→ **Assignment**
From the line containing "Expected: one point per instance of the dark" to the final line of the material below, return every line exactly. Do not include pictures.

→ **Given data**
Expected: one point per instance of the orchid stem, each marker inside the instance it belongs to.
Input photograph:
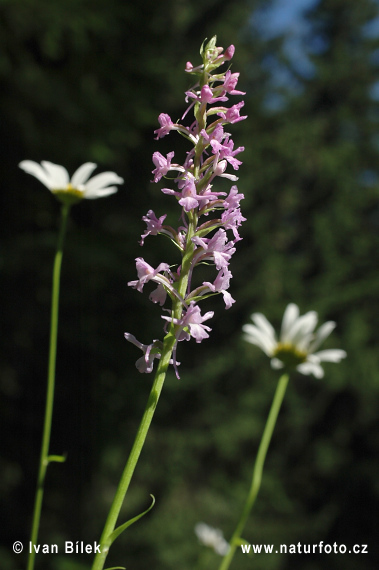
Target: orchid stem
(44, 458)
(258, 470)
(106, 539)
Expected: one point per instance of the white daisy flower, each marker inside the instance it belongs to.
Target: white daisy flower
(297, 342)
(212, 537)
(57, 180)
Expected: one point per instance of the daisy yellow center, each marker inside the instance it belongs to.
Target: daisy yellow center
(69, 195)
(289, 354)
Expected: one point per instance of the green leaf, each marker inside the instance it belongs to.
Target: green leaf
(56, 458)
(124, 526)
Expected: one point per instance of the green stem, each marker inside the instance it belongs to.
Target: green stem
(44, 459)
(258, 469)
(105, 540)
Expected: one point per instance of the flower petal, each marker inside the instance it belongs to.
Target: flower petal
(58, 175)
(276, 363)
(101, 181)
(302, 327)
(331, 355)
(259, 338)
(92, 194)
(322, 333)
(37, 171)
(311, 368)
(81, 175)
(291, 314)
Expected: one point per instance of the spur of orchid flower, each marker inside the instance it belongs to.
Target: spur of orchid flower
(69, 191)
(207, 215)
(297, 342)
(212, 537)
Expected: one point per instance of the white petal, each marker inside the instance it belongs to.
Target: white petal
(259, 338)
(276, 363)
(36, 170)
(331, 355)
(58, 175)
(92, 194)
(101, 181)
(264, 325)
(302, 327)
(311, 368)
(321, 334)
(81, 175)
(291, 314)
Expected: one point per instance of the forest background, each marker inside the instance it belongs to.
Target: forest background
(85, 81)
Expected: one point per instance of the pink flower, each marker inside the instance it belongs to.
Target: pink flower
(163, 165)
(217, 248)
(154, 225)
(166, 125)
(230, 82)
(194, 321)
(232, 115)
(147, 273)
(220, 285)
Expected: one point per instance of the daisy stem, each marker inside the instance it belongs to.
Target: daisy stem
(106, 538)
(44, 458)
(236, 539)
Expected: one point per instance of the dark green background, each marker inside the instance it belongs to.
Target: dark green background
(85, 81)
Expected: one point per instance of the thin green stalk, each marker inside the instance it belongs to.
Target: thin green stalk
(44, 458)
(106, 539)
(258, 470)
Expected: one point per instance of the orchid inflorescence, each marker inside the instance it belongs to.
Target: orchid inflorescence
(200, 239)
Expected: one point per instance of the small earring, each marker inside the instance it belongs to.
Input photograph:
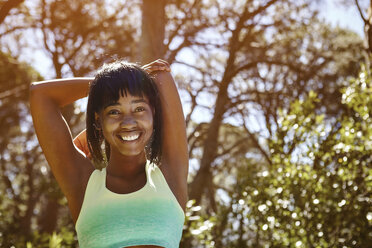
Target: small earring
(96, 126)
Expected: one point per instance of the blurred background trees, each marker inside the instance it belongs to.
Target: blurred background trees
(276, 102)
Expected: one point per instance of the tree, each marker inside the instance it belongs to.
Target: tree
(237, 63)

→ **Response to this exercise**
Expected: one point per instance of the dark green background, each marker inside the instance it belongs to.
Target: dark green background
(85, 81)
Expected: one point per instance of the thin green stalk, each marker inside the instance it belongs to.
Target: thin green stalk
(44, 458)
(106, 539)
(258, 470)
Expected: one point per instance of the orchid inflorescence, each marker inside the instance it belongs to.
Target: orchid inflorescence
(200, 239)
Expected: one point per instance of the small earring, each marker inside the instance it belongs to.
Input photograph:
Target: small earring
(96, 126)
Expected: one point per instance of the blurred background trees, each marker inside the instance it belongs to.
Target: blurred background trees
(276, 102)
Expected: one point per instance of the tree, each marker inside the instance it belongs to.
Target: tree
(237, 63)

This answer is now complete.